* START SOURCE TEXT *
The Juventas New Music Ensemble is an instrumental ensemble located in Boston, Massachusetts devoted to performing musical works by composers under the age of 35.  Their programming focuses on composers who actively blur the boundaries between popular musical genres and traditional art music. Since its inception, Juventas has received favorable reviews from several Boston publications.

History
Juventas was founded in 2005 by Erin Huelskamp, Julia Scott Carey and Mark David Buckles.  The three musicians decided to create the ensemble after realizing the difficulties young, unknown composers face in securing performance venues for their works.  Huelskamp stated, "We felt young and underrepresented in a musical world that highly values the wisdom and experience that comes with age....the lack of professional opportunities for young composers and musicians is a real problem to which Juventas hopes to provide some solution."  The Latin word juventas (meaning youth), was chosen to reflect the ensemble's mission.

Since 2005, Juventas has regularly performed concerts of new works, including many premieres.  The ensemble has also collaborated with other Boston music groups and organizations.  In December 2009, Juventas collaborated with the Lorelei Ensemble on a holiday concert entitled "One Light," which featured seven new works by young composers.  The works spanned a variety of subjects including Christmas, Hanukkah, the winter solstice, and Nietzschean philosophy.
* END SOURCE TEXT *
* START SUPPLIED DATA *
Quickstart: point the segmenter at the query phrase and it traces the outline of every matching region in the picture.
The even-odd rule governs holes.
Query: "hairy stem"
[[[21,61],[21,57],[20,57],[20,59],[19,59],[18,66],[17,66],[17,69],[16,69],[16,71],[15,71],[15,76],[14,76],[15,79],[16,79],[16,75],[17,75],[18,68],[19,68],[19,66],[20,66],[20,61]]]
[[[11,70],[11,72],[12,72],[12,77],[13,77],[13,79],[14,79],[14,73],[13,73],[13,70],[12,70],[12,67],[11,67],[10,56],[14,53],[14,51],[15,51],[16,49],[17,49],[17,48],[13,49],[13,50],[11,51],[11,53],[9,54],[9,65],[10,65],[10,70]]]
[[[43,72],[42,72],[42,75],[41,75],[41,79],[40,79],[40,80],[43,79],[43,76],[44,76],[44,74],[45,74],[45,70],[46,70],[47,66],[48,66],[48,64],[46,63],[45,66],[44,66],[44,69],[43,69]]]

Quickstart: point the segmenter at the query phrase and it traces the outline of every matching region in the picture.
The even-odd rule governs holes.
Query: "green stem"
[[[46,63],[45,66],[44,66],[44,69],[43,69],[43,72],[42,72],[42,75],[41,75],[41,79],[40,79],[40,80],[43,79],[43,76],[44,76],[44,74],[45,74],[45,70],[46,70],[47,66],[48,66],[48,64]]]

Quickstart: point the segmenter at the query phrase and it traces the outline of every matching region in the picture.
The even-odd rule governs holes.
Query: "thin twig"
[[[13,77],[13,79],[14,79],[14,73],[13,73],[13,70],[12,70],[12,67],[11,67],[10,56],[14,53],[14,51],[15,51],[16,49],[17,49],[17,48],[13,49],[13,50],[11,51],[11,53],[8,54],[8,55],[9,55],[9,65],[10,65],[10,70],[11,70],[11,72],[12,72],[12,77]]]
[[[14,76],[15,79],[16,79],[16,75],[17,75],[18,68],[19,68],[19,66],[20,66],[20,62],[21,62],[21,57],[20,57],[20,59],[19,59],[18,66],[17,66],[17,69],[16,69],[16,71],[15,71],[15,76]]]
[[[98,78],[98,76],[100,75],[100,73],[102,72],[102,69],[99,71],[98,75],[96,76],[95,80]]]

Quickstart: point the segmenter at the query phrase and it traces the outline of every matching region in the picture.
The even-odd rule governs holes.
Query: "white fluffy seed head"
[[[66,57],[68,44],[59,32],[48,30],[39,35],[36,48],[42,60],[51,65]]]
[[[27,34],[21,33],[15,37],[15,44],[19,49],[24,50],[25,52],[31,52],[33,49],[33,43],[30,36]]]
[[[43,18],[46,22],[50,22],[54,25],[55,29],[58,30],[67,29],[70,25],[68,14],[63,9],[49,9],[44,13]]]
* END SUPPLIED DATA *
According to the Boston ensemble article, in what year was Juventas founded, and who founded it?

→ THE RESULT
Juventas was founded in 2005 by Erin Huelskamp, Julia Scott Carey and Mark David Buckles.